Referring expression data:
_ _ _ _
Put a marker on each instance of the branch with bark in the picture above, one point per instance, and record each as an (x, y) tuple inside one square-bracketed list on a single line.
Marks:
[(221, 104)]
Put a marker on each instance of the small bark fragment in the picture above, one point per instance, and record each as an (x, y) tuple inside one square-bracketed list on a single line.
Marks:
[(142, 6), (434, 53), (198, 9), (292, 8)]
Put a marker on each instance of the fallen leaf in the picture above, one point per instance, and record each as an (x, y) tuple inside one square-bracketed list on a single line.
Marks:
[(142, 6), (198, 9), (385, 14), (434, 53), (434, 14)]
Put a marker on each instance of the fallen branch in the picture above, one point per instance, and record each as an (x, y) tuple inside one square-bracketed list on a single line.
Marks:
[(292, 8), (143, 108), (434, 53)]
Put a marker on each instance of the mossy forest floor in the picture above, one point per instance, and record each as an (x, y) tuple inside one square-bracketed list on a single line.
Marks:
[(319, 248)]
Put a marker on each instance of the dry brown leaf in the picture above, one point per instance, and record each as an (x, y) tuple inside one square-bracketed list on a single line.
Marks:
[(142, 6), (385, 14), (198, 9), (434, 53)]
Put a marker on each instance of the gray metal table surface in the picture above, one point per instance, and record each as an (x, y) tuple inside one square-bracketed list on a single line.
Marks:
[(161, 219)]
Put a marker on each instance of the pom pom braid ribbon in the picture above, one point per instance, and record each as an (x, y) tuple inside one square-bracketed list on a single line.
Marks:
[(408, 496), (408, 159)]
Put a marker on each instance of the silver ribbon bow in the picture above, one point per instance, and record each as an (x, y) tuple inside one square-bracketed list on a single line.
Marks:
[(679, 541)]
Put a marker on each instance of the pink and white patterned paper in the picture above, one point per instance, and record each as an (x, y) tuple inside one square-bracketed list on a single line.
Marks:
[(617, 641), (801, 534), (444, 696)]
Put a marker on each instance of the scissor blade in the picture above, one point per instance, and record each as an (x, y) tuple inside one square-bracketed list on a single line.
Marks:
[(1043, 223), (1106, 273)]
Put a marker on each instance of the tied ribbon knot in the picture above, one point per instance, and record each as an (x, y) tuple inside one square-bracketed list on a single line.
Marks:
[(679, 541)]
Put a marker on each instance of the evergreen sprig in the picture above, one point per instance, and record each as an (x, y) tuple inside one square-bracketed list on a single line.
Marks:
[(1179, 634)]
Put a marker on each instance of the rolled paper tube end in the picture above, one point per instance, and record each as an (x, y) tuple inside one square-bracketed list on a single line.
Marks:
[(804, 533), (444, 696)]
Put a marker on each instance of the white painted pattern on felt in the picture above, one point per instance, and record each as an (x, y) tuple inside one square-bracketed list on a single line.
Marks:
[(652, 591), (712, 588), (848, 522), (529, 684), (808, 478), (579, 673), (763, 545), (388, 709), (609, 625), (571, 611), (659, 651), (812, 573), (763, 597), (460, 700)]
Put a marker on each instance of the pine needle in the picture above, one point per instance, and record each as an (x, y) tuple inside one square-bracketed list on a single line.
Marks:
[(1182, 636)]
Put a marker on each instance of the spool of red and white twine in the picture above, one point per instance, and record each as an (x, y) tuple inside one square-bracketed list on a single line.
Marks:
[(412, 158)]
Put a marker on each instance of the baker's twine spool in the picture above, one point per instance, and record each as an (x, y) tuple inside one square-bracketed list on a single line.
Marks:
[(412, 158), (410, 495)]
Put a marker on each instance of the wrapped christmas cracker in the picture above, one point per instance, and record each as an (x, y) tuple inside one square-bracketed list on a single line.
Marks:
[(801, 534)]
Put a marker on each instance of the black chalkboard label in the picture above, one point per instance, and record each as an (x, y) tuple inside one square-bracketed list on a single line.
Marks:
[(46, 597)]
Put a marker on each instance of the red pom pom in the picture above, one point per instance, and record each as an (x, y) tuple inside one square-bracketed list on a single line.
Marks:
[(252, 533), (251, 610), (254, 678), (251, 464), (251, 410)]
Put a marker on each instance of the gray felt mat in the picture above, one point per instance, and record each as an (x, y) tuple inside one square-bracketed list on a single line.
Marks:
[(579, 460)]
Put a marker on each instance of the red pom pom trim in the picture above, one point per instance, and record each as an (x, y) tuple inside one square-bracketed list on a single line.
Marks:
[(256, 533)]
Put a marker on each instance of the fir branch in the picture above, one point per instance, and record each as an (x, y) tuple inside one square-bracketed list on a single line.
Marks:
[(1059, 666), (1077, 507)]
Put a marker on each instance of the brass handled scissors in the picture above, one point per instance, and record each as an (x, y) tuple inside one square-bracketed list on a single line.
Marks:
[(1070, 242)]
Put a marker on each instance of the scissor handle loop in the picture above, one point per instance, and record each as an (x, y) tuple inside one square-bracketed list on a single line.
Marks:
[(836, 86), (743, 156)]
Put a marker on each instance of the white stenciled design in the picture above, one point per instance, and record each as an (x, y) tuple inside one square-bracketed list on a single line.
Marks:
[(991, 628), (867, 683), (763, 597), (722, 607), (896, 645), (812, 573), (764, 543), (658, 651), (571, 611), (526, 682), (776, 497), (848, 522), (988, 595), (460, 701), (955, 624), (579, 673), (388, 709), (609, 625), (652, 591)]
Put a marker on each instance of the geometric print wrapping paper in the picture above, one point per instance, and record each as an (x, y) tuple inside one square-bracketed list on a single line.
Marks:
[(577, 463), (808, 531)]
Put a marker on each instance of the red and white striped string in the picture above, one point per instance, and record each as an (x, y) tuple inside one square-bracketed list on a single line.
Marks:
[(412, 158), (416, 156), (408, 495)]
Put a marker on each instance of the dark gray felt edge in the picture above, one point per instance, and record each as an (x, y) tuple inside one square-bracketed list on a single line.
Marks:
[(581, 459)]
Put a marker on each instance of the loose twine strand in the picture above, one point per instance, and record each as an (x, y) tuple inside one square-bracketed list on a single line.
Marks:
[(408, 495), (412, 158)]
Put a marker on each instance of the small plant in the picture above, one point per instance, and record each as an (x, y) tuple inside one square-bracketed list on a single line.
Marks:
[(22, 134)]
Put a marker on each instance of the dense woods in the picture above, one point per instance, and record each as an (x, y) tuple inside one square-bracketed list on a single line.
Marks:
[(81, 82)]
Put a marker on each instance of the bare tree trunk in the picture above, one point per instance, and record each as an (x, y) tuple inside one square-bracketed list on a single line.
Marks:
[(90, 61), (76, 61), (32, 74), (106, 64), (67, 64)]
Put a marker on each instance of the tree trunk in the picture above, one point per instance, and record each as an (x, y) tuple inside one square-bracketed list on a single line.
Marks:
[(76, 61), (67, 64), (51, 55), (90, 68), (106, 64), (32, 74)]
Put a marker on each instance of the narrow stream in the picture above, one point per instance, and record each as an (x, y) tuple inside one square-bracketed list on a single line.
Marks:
_ _ _ _
• [TASK STATEMENT] Take each line above that contains "leaf" and copy it out.

• [COMPLETED TASK]
Put a marker on each instance of the fallen leaf in the picture above, one point per instance, and record each as an (x, y) tuple inside one square-bracketed list on a single line.
Put a marker on each instance of the dry brown leaf in the picture above, one point per instance, and record each as an (x, y) tuple inside one square-bracketed list on a single line.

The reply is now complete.